# Given instruction:
Extract the data exactly, missing nothing.

·····

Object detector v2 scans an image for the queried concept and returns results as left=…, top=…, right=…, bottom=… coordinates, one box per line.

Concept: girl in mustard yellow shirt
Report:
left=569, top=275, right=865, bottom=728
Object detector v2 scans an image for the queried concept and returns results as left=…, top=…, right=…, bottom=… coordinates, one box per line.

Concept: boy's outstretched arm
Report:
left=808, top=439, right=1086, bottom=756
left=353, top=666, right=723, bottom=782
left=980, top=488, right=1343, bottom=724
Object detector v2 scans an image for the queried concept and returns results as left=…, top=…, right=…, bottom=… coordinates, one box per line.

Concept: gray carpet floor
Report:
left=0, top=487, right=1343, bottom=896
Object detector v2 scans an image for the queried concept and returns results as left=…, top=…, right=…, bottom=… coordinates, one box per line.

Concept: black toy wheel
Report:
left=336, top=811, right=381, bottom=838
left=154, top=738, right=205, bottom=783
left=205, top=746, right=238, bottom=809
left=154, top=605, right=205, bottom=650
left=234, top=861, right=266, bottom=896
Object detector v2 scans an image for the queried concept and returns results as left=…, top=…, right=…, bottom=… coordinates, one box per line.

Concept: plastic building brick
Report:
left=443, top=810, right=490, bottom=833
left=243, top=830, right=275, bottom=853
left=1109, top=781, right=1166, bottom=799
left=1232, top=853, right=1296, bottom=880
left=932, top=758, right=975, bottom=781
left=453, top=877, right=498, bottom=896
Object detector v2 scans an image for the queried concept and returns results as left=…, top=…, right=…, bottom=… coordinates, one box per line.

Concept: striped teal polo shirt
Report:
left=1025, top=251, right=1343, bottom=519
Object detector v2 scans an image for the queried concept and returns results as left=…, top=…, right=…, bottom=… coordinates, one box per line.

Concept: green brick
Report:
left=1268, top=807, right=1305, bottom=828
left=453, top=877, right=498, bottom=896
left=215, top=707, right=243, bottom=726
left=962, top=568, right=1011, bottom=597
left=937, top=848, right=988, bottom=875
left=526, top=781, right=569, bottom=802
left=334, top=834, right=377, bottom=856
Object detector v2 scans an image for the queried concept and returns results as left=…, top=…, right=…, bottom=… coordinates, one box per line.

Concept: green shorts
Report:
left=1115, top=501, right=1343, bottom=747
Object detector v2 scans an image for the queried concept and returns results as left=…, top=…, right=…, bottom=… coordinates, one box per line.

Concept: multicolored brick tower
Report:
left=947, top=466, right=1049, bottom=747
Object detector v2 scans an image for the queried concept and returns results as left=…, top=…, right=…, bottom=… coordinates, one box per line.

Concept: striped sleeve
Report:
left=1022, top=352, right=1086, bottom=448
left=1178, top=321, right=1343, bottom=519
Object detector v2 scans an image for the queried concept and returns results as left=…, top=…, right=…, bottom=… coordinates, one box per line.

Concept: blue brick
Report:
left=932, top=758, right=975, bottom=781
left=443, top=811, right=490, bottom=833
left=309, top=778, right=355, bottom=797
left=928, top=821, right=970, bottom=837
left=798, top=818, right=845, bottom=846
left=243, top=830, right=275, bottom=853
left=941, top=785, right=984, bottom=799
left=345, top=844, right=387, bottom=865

·····

# Solution below:
Object detector v2 scans an image for the queried concept and returns results as left=…, top=…, right=…, bottom=… coordinates, one box per line.

Concept: girl in mustard yellow shirt
Report:
left=569, top=275, right=865, bottom=728
Object detector v2 scans an image for the queried concept and returns results as left=…, top=…, right=…, bottom=… coordinates, one box per line.

Concept: boy's outstretched arm
Report:
left=808, top=439, right=1086, bottom=756
left=353, top=666, right=723, bottom=782
left=980, top=488, right=1343, bottom=724
Object detector v2 scans an image for the queried concept and returns results as left=…, top=…, right=…, bottom=… coordinates, one box per line.

Concept: gray carpet floor
Report:
left=0, top=487, right=1343, bottom=896
Object detector v2 scans an image for the queried concept and returns results as left=…, top=…, right=…, bottom=… coordinates, one box per line.

Concept: black toy wheel
Report:
left=336, top=811, right=381, bottom=838
left=154, top=738, right=205, bottom=783
left=205, top=746, right=238, bottom=809
left=154, top=605, right=205, bottom=650
left=234, top=861, right=266, bottom=896
Object detector v2 scans an image for the queried concept and returns results as left=…, top=…, right=…, bottom=… coordinates, one box per line.

Concept: plastic building brick
Report:
left=443, top=810, right=490, bottom=833
left=243, top=830, right=275, bottom=853
left=1109, top=781, right=1166, bottom=799
left=1232, top=853, right=1296, bottom=880
left=932, top=758, right=975, bottom=781
left=453, top=877, right=498, bottom=896
Object detector v2 scans an image for the queried concept and returns results as left=…, top=…, right=…, bottom=… coordinates, one box per line.

Concept: striped teal polo shirt
Report:
left=1025, top=251, right=1343, bottom=519
Object detector v2 scans an image for the queried concept and returns results as left=…, top=…, right=…, bottom=… coordinates, one box per line.

Concept: green brick
Report:
left=1268, top=807, right=1305, bottom=828
left=453, top=877, right=498, bottom=896
left=215, top=707, right=243, bottom=726
left=962, top=568, right=1011, bottom=597
left=937, top=848, right=988, bottom=875
left=526, top=781, right=569, bottom=802
left=334, top=834, right=377, bottom=856
Object detector v2 scans an image for the queried concept and returns results as left=…, top=…, right=…, bottom=… coordinates, one box per line.

Concept: green shorts
Report:
left=1115, top=501, right=1343, bottom=747
Object detector v2 scans an image for the queried concept and returns results as left=…, top=…, right=…, bottom=… coordinates, one box per line.

Concept: multicolored brick tower
Report:
left=947, top=466, right=1049, bottom=747
Object detector v2 scans an image for the queried concept and returns results as left=…, top=…, right=…, bottom=… coordinates, one box per line.

Concept: striped sleeve
Report:
left=1022, top=352, right=1086, bottom=448
left=1178, top=321, right=1343, bottom=519
Object detector v2 scans an image for the queried concept and returns results as left=…, top=…, right=…, bottom=… coordinates, one box per line.

Concept: blue brick
Report:
left=932, top=758, right=975, bottom=781
left=443, top=811, right=490, bottom=833
left=309, top=778, right=355, bottom=797
left=928, top=821, right=970, bottom=837
left=798, top=818, right=845, bottom=846
left=243, top=830, right=275, bottom=853
left=941, top=785, right=984, bottom=799
left=345, top=844, right=387, bottom=865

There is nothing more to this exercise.